**Sezione del documento:**
La coltivazione dell’oliveto, invece, rendeva un’abbondante quantità di olive da olio; mentre la paglia insispensabile al sostentamento degli animali, proveniva da un accordo del mezzadro con i contadini del vicinato. Questi ultimi, al momento della raccolta del grano portavano presso la masseria i covoni (li manucch’) per la trebbiatura, eseguita con la macchina trebbiatrice, pagata sia dai contadini che dal massaro. Il grano ricavato veniva suddiviso fra i vari contadini; la paglia, invece, rimaneva al massaro come riserva per l’annata e veniva riposta in grandi cumuli di forma conica (a met’) o pagliai, coperto poi con teloni, mancando questa azienda di fienile.

DESTINAZIONE ATTUALE
Attualmente la masseria è una residenza stagionale. Non vi è alcun allevamento, mentre sopravvive la coltivazione dell’olivo, da cui si ricava una copiosa produzione.

INDIRIZZI PRODUTTIVI
La produzione consiste esclusivamente nelle olive da olio ricavate dal vasto oliveto, presente in questa masseria.

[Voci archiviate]
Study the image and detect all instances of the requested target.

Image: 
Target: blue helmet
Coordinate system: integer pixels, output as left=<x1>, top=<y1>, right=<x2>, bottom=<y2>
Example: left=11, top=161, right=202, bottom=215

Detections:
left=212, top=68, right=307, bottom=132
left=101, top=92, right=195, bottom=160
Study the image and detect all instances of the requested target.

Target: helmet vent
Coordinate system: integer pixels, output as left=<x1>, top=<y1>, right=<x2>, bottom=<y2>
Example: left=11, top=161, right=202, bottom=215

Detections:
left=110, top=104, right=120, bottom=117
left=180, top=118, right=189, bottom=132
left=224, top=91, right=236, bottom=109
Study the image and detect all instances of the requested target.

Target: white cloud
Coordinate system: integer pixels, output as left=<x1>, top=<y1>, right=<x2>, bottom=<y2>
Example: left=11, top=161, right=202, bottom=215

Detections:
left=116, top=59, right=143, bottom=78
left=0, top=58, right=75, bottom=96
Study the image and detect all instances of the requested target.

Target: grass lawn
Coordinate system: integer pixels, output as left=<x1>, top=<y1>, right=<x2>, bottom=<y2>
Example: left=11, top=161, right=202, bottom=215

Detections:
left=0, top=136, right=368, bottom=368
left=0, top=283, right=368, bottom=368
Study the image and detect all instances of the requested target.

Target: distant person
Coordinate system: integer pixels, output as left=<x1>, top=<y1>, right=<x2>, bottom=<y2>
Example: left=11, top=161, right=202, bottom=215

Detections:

**Lavoro da svolgere:**
(a) Riscrivi il passo sulla masseria da "DESTINAZIONE ATTUALE" a "una copiosa produzione.", sostituendo "residenza stagionale" con "abitazione estiva".
(b) Elenca le figure di lavoratori agricoli nominate nel testo sulla masseria.
(c) Rispondi in base al testo sulla masseria:
(i) Con che cosa veniva eseguita la trebbiatura?
(ii) Che cosa è oggi la masseria?
(iii) Dove veniva riposta la paglia?
Le voci sono un materiale a sé, separato dalla sezione del documento.

**Risultati attesi:**
(a)
DESTINAZIONE ATTUALE
Attualmente la masseria è una abitazione estiva. Non vi è alcun allevamento, mentre sopravvive la coltivazione dell’olivo, da cui si ricava una copiosa produzione.

(b)
mezzadro
contadini del vicinato
massaro

(c)
(i) Con la macchina trebbiatrice.
(ii) Una residenza stagionale.
(iii) In grandi cumuli di forma conica, o pagliai, coperti poi con teloni.